Rows from a dataset
┄┄┄┄┄┄┄┄┄┄

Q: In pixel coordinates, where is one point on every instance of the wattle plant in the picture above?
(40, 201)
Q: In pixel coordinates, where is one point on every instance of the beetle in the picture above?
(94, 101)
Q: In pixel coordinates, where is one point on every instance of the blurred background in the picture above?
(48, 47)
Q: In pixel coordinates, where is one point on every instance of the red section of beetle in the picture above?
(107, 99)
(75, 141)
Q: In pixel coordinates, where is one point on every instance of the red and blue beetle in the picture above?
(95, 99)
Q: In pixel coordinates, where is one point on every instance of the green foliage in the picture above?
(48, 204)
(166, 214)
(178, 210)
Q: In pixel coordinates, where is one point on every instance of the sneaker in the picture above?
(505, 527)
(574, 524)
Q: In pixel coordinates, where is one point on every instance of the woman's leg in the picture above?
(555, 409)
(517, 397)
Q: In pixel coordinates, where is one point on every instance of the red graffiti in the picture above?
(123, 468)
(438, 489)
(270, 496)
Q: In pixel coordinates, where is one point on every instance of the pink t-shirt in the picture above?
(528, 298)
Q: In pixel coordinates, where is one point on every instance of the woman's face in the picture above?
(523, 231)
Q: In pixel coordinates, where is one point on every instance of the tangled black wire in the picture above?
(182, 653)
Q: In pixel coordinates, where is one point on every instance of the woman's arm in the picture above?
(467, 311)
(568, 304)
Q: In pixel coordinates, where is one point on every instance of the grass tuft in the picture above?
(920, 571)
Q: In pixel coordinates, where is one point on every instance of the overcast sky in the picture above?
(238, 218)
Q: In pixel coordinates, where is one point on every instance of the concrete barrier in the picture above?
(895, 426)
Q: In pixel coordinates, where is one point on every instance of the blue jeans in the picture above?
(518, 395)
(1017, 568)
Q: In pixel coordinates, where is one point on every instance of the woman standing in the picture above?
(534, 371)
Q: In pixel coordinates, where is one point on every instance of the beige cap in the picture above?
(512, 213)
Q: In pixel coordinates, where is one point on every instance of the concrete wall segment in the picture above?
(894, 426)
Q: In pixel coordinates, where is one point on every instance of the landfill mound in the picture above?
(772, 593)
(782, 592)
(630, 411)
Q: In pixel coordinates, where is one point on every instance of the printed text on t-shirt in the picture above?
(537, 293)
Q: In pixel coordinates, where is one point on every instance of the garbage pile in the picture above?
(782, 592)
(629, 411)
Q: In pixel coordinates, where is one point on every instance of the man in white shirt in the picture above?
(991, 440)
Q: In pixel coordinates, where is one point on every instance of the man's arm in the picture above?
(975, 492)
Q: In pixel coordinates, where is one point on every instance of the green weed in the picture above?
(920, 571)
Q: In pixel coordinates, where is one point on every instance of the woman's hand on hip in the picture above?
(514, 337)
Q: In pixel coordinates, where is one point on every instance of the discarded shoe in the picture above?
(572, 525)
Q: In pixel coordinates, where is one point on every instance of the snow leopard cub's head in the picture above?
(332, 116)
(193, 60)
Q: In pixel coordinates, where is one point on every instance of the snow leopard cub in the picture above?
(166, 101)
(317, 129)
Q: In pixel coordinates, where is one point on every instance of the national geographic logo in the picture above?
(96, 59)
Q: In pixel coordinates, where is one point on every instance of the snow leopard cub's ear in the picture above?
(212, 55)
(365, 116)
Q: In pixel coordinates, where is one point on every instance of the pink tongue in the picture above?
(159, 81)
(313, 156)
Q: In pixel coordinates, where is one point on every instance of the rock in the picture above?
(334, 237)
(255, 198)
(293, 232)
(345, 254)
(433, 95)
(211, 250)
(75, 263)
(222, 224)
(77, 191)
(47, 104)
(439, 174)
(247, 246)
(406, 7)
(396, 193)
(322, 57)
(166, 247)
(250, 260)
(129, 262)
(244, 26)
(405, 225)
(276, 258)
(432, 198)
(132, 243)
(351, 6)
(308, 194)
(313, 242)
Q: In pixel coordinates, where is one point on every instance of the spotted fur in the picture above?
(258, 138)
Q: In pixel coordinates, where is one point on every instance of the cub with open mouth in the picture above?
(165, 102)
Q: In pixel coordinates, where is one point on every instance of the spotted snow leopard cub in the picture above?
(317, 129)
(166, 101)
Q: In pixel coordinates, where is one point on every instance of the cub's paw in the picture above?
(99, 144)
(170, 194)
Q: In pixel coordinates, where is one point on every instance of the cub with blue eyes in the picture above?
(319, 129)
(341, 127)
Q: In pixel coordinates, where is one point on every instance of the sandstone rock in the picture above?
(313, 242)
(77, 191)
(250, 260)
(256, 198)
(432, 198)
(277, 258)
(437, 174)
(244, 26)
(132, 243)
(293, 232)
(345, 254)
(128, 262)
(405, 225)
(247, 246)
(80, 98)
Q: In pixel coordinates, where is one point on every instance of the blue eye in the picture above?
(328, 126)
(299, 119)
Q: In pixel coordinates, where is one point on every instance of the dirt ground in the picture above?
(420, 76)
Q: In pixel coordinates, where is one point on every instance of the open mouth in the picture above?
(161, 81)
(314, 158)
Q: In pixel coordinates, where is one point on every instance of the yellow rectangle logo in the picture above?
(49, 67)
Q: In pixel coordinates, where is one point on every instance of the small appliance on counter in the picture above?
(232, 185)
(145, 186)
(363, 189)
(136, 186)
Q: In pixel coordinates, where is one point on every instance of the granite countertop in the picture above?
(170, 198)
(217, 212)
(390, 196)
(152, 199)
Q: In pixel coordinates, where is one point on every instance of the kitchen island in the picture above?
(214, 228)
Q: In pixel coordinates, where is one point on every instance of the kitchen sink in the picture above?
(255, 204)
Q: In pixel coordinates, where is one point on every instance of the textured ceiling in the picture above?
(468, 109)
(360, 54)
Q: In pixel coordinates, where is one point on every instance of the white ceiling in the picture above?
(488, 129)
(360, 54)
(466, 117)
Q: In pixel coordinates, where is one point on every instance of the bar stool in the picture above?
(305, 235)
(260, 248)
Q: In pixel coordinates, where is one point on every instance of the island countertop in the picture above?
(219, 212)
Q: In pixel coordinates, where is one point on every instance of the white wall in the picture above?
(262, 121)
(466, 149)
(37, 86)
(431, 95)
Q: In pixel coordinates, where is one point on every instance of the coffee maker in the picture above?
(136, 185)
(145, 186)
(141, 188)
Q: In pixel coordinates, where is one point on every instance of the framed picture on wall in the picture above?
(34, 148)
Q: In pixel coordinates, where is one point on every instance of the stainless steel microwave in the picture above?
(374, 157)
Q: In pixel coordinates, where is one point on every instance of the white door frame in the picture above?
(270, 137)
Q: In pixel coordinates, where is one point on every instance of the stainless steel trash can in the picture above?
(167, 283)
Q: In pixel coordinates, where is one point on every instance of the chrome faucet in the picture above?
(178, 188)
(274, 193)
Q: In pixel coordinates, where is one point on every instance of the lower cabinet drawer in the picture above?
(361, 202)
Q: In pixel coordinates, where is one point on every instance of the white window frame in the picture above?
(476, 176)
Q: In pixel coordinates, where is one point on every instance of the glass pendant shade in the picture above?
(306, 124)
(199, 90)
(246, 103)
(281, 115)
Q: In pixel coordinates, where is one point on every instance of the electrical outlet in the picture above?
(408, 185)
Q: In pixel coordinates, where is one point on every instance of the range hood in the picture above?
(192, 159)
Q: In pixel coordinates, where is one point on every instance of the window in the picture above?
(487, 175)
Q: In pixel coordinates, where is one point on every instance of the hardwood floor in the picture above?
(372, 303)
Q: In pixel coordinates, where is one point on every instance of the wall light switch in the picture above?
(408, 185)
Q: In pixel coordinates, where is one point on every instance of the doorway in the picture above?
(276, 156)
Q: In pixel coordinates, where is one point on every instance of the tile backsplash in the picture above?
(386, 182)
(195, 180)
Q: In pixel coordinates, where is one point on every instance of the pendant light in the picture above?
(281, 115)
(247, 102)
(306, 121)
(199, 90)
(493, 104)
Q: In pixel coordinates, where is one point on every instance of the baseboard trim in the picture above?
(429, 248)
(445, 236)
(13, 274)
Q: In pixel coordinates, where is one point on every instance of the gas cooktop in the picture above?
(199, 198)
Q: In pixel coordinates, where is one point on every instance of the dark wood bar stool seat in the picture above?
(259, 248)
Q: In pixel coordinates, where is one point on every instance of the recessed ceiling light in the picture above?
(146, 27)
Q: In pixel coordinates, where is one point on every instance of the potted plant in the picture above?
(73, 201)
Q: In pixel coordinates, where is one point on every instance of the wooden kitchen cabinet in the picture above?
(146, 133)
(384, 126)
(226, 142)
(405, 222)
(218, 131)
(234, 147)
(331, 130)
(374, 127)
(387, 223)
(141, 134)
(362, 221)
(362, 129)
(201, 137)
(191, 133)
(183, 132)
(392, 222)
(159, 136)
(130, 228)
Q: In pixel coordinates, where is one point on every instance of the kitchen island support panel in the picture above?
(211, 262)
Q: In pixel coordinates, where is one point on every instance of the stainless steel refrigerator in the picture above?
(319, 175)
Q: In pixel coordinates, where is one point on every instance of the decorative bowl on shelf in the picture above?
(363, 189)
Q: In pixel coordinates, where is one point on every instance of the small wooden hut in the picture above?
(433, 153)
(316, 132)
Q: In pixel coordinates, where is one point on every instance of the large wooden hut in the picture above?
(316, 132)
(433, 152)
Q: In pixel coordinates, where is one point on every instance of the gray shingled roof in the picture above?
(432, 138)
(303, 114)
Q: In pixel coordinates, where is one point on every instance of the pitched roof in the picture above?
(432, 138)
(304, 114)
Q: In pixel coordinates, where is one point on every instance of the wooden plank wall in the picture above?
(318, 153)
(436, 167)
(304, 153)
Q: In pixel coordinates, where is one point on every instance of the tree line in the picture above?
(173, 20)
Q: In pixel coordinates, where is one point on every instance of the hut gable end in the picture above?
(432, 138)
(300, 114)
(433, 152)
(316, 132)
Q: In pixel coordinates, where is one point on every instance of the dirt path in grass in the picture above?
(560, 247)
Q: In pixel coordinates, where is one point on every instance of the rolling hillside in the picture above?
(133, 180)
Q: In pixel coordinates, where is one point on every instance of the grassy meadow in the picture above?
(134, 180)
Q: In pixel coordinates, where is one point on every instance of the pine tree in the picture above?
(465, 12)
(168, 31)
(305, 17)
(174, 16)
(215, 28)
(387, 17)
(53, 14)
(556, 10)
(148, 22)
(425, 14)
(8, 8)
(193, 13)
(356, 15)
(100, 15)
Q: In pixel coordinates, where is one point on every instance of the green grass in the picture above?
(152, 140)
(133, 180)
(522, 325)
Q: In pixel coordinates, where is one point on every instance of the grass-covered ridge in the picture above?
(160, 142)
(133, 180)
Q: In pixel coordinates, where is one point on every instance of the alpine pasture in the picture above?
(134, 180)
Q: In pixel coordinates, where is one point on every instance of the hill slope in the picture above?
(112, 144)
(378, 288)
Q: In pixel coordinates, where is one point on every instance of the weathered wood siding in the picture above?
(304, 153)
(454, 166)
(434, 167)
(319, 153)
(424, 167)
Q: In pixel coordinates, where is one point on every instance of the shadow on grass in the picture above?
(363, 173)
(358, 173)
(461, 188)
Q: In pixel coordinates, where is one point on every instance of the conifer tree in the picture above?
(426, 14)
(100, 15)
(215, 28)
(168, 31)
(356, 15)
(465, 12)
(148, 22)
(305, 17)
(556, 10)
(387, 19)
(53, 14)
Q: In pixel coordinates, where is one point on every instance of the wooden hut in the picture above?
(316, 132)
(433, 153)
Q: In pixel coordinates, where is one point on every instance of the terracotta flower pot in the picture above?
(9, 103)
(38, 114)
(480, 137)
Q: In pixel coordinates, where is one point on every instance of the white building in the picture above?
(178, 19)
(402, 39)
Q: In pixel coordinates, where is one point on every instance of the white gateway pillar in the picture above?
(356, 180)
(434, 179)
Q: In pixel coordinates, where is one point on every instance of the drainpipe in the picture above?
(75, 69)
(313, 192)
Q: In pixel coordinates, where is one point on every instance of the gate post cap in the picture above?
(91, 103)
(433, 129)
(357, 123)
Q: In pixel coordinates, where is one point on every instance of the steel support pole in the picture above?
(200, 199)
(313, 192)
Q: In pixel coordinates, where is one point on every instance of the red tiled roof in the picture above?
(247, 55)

┄┄┄┄┄┄┄┄┄┄

PROBLEM TO WORK ON
Nothing but the lines from the line with "pillar in the picture above?" to the last line of the listing above should appear; please retype them exactly, both ends included.

SOLUTION FOR THIS EXERCISE
Q: In pixel coordinates, where is one point on every instance of the white gateway pillar in the picture above?
(356, 180)
(434, 179)
Q: In pixel coordinates, where is one point on every instance of the drainpipe in the picture above?
(75, 69)
(313, 192)
Q: In pixel coordinates, where is one point on every instance of the gate post cap in the picture above?
(91, 103)
(433, 129)
(357, 123)
Q: In pixel coordinates, where is one point on every instance of the steel support pole in the picture above?
(200, 199)
(313, 192)
Q: In pixel coordinates, where is one point on every instance of the red tiled roof in the picture above?
(247, 55)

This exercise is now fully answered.